= Nicholas Fastolf =

English-born judge

Nicholas Fastolf (??? - 1330) was an English-born judge who was a leading member of the early Irish judiciary; according to the most reliable source, he was the first judge to hold the office of Lord Chief Justice of Ireland. He was probably the direct ancestor of Sir John Fastolf, who is generally thought to have inspired Shakespeare's character Falstaff.

==Family==
He was born in Norfolk, one of the four sons of Thomas Fastolf of Reedham and Great Yarmouth. His brothers were Thomas Fastolf, Bishop of St David's, Lawrence Fastolf, auditor of the prerogative court of Canterbury, and Alexander, who was twice bailiff of Great Yarmouth.

Great Yarmouth, present day

Nicholas' wife was called Cicely or Cecilia: they had several children. Elrington Ball believed that he was the direct ancestor of Sir John Fastolf. Hugh Fastolf, who was MP for Great Yarmouth from 1361 to 1377, is thought to have been his nephew, a son of his brother Alexander.

What to work on
**a)** According to the passage on Nicholas Fastolf, who was his father?
**b)** Retype each of the rows that follow the passage, keeping every character unchanged.

Data entries
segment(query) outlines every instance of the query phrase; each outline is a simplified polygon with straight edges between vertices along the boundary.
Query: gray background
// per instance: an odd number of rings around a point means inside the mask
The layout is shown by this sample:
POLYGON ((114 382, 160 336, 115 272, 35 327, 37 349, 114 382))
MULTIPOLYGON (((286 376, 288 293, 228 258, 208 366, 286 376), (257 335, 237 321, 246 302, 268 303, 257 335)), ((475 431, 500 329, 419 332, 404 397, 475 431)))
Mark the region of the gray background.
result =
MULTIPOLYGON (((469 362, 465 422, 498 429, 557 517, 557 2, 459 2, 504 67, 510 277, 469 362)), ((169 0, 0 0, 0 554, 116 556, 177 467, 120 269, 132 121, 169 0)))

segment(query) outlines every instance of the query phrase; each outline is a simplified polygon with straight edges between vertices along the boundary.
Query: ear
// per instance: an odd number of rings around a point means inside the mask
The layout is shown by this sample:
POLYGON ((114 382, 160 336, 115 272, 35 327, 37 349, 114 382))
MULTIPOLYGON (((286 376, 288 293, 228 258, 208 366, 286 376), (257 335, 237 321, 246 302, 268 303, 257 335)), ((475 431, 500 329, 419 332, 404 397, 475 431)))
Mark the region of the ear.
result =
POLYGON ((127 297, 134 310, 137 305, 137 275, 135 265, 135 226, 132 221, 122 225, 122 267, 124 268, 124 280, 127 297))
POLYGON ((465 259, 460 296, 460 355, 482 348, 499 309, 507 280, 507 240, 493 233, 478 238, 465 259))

Answers provided
**a)** Thomas Fastolf of Reedham and Great Yarmouth.

**b)**
segment(query) outlines every instance of the query phrase; each outline is a simplified polygon with straight edges between vertices along the boundary.
Query: gray background
// per instance: an odd number of rings around a point means inside the mask
The layout is shown by this sample:
POLYGON ((114 382, 160 336, 115 272, 35 327, 37 349, 114 382))
MULTIPOLYGON (((286 376, 288 293, 228 258, 208 366, 286 376), (257 335, 237 321, 246 302, 268 303, 257 335)), ((475 431, 500 329, 419 332, 404 397, 475 431)))
Mark the region of the gray background.
result =
MULTIPOLYGON (((469 362, 465 422, 498 429, 557 517, 557 2, 459 2, 504 67, 510 277, 469 362)), ((169 0, 0 0, 0 554, 116 556, 177 467, 120 269, 132 121, 169 0)))

segment(query) outlines every instance of the query phrase; each outline is a simplified polygon with straight edges between vertices along the boundary.
Query: ear
// per instance: an odd number of rings around a point means inside the mask
The layout is shown by this sample:
POLYGON ((114 382, 160 336, 115 272, 35 327, 37 349, 114 382))
MULTIPOLYGON (((286 376, 288 293, 228 258, 208 366, 286 376), (257 335, 237 321, 246 302, 268 303, 257 335)), ((475 431, 500 329, 419 332, 404 397, 475 431)))
Mark the region of the ear.
result =
POLYGON ((127 297, 134 310, 137 305, 137 275, 135 265, 135 226, 132 221, 122 225, 122 267, 124 268, 124 280, 127 297))
POLYGON ((465 259, 460 296, 460 355, 482 348, 499 309, 507 280, 507 240, 493 233, 478 238, 465 259))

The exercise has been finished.